Tout n’est au début que silence, calme traînant. Des clients pénètrent dans l’hôtel et s’y installent, repartent sans s’attarder trop. Quelques minutes ainsi, puis des hommes et des femmes déjà vus reviennent. Avec eux commence à poindre la parole et à s’instaurer une itération qui rythmera en crescendo la suite du spectacle. Les phrases s’y présentent par fragments, numérotés mais exposés sans ordre. Des nombres précèdent en effet les répliques, lancées çà et là, sans destinataires spécifiques, se succédant sans nécessairement se répondre. On croirait souvent entendre un règlement, que rappellent les majordomes en même temps que les clients le découvrent. Ce sont en d’autres moments des complaintes, parfois des protestations. Les voix s’enchevêtrent, jusqu’à former un brouhaha, tout en gardant une teinte routinière, figurant toute l’impersonnalité qu’engendre un tel endroit. Impersonnel, cet hôtel-ci l’est d’ailleurs particulièrement : quelque intimes que soient les paroles ou les moments qui y prennent place, tout est ouvert. Quiconque y passe va sans cesse du dedans au dehors, de chambres en chambres, qui s’échangent entre hôtes, et les étages ont vue les uns sur les autres, laissant résonner entre elles jusqu’à se fondre les trajectoires des douze individus qui évoluent sous nos yeux.

Les leurs, d’abord ébahis devant le paysage – Lac Léman, Alpes, Lavaux ? Le public imagine, puisqu’il se trouve précisément là où vont leurs regards – sont donc réunis pour se fermer définitivement. Reproduisant dans un premier temps la vie mondaine qu’accueillent les grands hôtels, le spectacle voit dans un deuxième moment la mort s’insinuer progressivement. L’établissement se médicalise, le piano fait place à l’orgue, les voix évoquent le départ, le choix de partir, dignement. Elles se partagent une litanie : « je serai sûrement partie lorsque vous reviendrez ». Un troisième temps donne aussi la parole à ceux qui resteront, se rappelleront les morts, conserveront leurs « traces » et leur « souvenir ». Les voix se font enfin fantomatiques, quand les corps, peu à peu, s’évanouissent, prêts à s’évaporer près d’un nuage de fumigènes.

================================

TRAVAIL DEMANDÉ:
**a.** D'après le texte sur le spectacle donné dans l'hôtel, combien d'individus évoluent sous les yeux du public ?
**b.** Poursuivez le texte sur le spectacle donné dans l'hôtel à partir de sa dernière phrase.
Les enregistrements ne jouent aucun rôle dans cette partie.

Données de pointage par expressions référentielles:

================================

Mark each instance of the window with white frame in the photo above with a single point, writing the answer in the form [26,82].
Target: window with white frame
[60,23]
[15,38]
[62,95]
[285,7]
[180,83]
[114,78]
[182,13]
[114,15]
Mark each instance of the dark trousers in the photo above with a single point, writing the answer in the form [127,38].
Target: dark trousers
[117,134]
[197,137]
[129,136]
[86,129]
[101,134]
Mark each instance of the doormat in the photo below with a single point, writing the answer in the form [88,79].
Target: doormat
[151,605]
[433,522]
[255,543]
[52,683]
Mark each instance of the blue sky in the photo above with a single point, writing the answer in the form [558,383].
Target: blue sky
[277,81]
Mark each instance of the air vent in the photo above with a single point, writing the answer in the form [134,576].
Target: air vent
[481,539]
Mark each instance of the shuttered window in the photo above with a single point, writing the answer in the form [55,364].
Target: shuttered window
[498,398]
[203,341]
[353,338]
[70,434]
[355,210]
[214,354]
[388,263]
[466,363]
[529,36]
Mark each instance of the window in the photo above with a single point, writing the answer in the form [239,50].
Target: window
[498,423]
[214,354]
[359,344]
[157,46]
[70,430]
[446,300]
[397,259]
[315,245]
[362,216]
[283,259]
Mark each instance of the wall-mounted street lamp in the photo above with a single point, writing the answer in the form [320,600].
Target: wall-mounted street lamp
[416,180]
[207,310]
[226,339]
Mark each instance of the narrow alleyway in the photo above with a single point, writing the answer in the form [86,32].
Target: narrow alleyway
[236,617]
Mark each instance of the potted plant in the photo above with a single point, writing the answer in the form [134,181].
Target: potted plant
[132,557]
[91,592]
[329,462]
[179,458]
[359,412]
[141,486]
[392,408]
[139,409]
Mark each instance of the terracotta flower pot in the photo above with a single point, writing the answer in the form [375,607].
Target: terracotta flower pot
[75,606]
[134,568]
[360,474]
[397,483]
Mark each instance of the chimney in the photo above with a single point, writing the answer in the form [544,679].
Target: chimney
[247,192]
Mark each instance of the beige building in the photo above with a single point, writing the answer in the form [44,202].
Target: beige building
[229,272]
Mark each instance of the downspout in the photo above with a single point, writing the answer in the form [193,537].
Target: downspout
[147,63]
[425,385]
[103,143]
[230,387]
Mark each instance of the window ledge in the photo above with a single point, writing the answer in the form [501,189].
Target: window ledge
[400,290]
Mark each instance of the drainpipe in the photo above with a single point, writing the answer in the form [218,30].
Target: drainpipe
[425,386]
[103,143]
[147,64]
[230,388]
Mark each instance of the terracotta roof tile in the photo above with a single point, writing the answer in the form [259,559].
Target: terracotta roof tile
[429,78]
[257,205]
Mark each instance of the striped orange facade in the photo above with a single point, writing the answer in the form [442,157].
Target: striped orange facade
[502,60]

================================

RÉPONSES PAR NUMÉRO:
**a.** Douze individus évoluent sous les yeux du public.

**b.**
Au fil de la pièce, l’ambiance s’assombrit. Ou plutôt elle s’alourdit. Son titre évoquait un poème de Baudelaire fort peu lugubre. Le spectacle vient y réinjecter du spleen, sans modération. Aussi court-on le risque, pour peu que l’on entre dans la salle un peu cafardeux, d’en ressortir complètement déprimé. Les clients et patients ont beau se laisser aller à une dernière débauche, l’extase accompagner leur agonie, quelques instants grotesques ou cocasses susciter parfois le rire – jaune –, la situation, certes grave, est abordée dans un registre excessivement sinistre. L’atmosphère pesante, qui insiste sur l’aspect désespérant de toute existence, étonne, voire dérange, pour un spectacle dont le texte et le cadre semblent pourtant présenter le suicide assisté comme une solution véritable et digne, postulant que bien mourir serait peut-être mieux vivre.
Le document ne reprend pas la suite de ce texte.